**What you need to do**
Can you express every one of the records below as a Markdown table with the columns Row and Line, numbering each row and leaving out any blank lines?

**Records for processing**
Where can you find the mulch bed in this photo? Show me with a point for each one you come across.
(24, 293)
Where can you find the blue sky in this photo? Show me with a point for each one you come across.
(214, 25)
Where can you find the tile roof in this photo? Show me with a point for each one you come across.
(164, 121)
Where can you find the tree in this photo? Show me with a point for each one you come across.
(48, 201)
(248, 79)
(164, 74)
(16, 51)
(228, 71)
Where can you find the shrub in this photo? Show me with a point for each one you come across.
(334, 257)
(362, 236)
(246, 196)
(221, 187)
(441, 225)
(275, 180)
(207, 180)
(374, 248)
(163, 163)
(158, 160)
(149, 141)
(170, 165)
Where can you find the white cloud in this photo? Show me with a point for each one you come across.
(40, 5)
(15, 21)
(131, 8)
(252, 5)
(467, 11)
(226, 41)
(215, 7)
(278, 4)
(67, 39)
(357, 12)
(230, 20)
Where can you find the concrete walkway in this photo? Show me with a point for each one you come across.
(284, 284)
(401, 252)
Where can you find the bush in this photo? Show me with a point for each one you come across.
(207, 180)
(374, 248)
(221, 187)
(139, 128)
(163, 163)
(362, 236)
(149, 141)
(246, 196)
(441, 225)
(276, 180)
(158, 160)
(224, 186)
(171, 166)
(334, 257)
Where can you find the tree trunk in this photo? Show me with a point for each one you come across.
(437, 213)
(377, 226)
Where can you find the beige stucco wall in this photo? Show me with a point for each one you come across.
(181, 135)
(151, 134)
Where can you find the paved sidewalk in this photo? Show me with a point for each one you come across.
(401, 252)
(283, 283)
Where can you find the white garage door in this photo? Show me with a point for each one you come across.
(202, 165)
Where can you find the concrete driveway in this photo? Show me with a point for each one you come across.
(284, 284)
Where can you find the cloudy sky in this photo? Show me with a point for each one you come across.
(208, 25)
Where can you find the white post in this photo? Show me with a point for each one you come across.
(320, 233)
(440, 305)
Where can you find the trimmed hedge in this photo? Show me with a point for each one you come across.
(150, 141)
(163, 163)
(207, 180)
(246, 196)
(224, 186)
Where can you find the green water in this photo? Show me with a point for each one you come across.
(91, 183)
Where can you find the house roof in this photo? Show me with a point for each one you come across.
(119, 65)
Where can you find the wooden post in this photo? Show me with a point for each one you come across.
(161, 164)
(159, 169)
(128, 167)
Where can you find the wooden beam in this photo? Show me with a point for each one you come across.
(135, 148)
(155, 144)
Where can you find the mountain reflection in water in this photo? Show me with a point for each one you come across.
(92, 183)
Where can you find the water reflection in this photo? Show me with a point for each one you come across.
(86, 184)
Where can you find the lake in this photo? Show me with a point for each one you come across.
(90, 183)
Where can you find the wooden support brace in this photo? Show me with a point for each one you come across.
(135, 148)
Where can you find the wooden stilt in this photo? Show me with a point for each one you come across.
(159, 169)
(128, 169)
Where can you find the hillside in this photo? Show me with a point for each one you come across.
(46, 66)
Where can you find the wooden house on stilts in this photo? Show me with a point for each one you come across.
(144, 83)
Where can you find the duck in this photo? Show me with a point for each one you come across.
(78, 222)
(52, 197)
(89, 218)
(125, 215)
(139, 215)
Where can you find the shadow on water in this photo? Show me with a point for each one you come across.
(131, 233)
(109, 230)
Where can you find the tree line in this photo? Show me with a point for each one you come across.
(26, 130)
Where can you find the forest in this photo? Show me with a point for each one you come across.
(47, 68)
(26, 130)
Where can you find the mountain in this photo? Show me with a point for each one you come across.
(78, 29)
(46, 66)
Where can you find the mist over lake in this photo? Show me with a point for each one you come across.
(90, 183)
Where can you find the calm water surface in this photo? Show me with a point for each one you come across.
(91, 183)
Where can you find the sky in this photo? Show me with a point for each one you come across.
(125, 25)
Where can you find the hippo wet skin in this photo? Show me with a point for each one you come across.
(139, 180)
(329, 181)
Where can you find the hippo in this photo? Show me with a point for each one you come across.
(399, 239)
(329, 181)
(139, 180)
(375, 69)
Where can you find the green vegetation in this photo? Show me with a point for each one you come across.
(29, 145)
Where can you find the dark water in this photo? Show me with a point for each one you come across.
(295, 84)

**Result**
| Row | Line |
|---|---|
| 1 | Where can you find the mulch bed in this photo? Show me with a point for each one you come across. |
| 2 | (24, 293) |
| 3 | Where can you find the blue sky in this photo? Show me with a point for each one you come across. |
| 4 | (214, 25) |
| 5 | Where can you find the tile roof in this photo? Show me with a point for each one you come across. |
| 6 | (164, 121) |
| 7 | Where can you find the tree in this photo? Show me with a point for each one you come across. |
| 8 | (48, 201) |
| 9 | (248, 79) |
| 10 | (164, 74) |
| 11 | (16, 51) |
| 12 | (228, 71) |
| 13 | Where can you find the shrub in this photo? Show me with a point for each one you come across. |
| 14 | (334, 257) |
| 15 | (362, 236) |
| 16 | (246, 196) |
| 17 | (221, 187) |
| 18 | (441, 225) |
| 19 | (275, 180) |
| 20 | (207, 180) |
| 21 | (374, 248) |
| 22 | (163, 163) |
| 23 | (158, 160) |
| 24 | (149, 141) |
| 25 | (170, 165) |
| 26 | Where can you find the white cloud in this photo? Show me with a point for each one you come across. |
| 27 | (40, 5) |
| 28 | (15, 21) |
| 29 | (131, 8) |
| 30 | (252, 5) |
| 31 | (467, 11) |
| 32 | (226, 41) |
| 33 | (215, 7) |
| 34 | (278, 4) |
| 35 | (67, 39) |
| 36 | (357, 12) |
| 37 | (230, 20) |
| 38 | Where can you find the concrete walkway in this photo? Show me with a point for each one you come across. |
| 39 | (284, 284) |
| 40 | (401, 252) |
| 41 | Where can you find the bush in this photo? Show me with a point for each one you come across. |
| 42 | (207, 180) |
| 43 | (374, 248) |
| 44 | (221, 187) |
| 45 | (139, 128) |
| 46 | (163, 163) |
| 47 | (362, 236) |
| 48 | (149, 141) |
| 49 | (246, 196) |
| 50 | (441, 225) |
| 51 | (276, 180) |
| 52 | (158, 160) |
| 53 | (224, 186) |
| 54 | (171, 166) |
| 55 | (334, 257) |
| 56 | Where can you find the tree trunk in this photo? Show me with a point for each one you come across. |
| 57 | (437, 213) |
| 58 | (377, 226) |
| 59 | Where can you find the beige stucco wall in this photo? Show me with a point for each one you come across. |
| 60 | (181, 135) |
| 61 | (151, 134) |
| 62 | Where can you find the paved sidewalk in this photo? Show me with a point for each one you come across. |
| 63 | (401, 252) |
| 64 | (283, 283) |
| 65 | Where can you find the white garage door in this photo? Show me with a point for each one you come across. |
| 66 | (202, 165) |
| 67 | Where can you find the concrete driveway in this photo? Show me with a point for each one you come across. |
| 68 | (284, 284) |
| 69 | Where can you find the cloudy sky in this photo? Show me with a point for each one you come across. |
| 70 | (208, 25) |
| 71 | Where can you find the white post in this photo? Show me with a point for each one you come across. |
| 72 | (320, 233) |
| 73 | (440, 305) |
| 74 | Where can you find the trimmed hedge in this photo? Show me with a point for each one you come across. |
| 75 | (150, 141) |
| 76 | (163, 163) |
| 77 | (207, 180) |
| 78 | (246, 196) |
| 79 | (224, 186) |
| 80 | Where can you find the green water in this photo? Show me with a point for each one you come across. |
| 81 | (91, 183) |
| 82 | Where can you find the house roof in this photo? Show me with a point for each one you come across. |
| 83 | (119, 65) |
| 84 | Where can you find the wooden post in this photo? Show me with a point for each one you come across. |
| 85 | (161, 164) |
| 86 | (159, 169) |
| 87 | (128, 167) |
| 88 | Where can you find the wooden beam in this photo? Show me with a point for each one you come across. |
| 89 | (135, 148) |
| 90 | (155, 144) |
| 91 | Where can you find the mountain reflection in water in this photo? Show me with a point for each one you come across. |
| 92 | (92, 183) |
| 93 | Where can you find the water reflection in this photo? Show me with a point for each one you come across. |
| 94 | (86, 184) |
| 95 | Where can you find the lake in this photo? Show me with a point for each one you come across. |
| 96 | (90, 183) |
| 97 | Where can you find the wooden support brace in this photo? Show me with a point for each one you come across. |
| 98 | (135, 148) |
| 99 | Where can you find the wooden stilt in this photo? Show me with a point for each one you come across. |
| 100 | (159, 169) |
| 101 | (128, 169) |
| 102 | Where can you find the hillside in this photo? Show me with a point for each one you come across. |
| 103 | (46, 66) |
| 104 | Where can you find the wooden house on stilts in this photo? Show me with a point for each one you come across. |
| 105 | (144, 83) |
| 106 | Where can you find the duck in this photo? Show me with a point for each one you come across. |
| 107 | (78, 222) |
| 108 | (52, 197) |
| 109 | (89, 218) |
| 110 | (125, 215) |
| 111 | (139, 215) |
| 112 | Where can you find the shadow on water in this photo? Show me with a point for each one you come across. |
| 113 | (131, 233) |
| 114 | (109, 230) |
| 115 | Where can you find the tree line in this photo? Show me with a point for each one you come across. |
| 116 | (26, 130) |
| 117 | Where can you find the forest in this photo? Show me with a point for each one you come across. |
| 118 | (47, 68) |
| 119 | (26, 130) |
| 120 | Where can you find the mountain in this photo? Show me with a point for each one you come across. |
| 121 | (78, 29) |
| 122 | (46, 66) |
| 123 | Where can you find the mist over lake in this photo? Show me with a point for each one you come across. |
| 124 | (90, 183) |
| 125 | Where can you find the calm water surface in this photo? Show me with a point for each one you come across. |
| 126 | (91, 183) |
| 127 | Where can you find the sky in this photo? Show me with a point for each one you come across. |
| 128 | (125, 25) |
| 129 | Where can you find the hippo wet skin in this photo? Show me with a point for each one you come across. |
| 130 | (139, 180) |
| 131 | (329, 181) |
| 132 | Where can you find the hippo in this photo? Show me with a point for each one you come across. |
| 133 | (399, 239) |
| 134 | (329, 181) |
| 135 | (139, 180) |
| 136 | (375, 69) |
| 137 | Where can you find the green vegetation in this photo? Show me with a point for each one you come across. |
| 138 | (29, 145) |
| 139 | Where can you find the dark water in this photo? Show me with a point for each one you come across. |
| 140 | (295, 84) |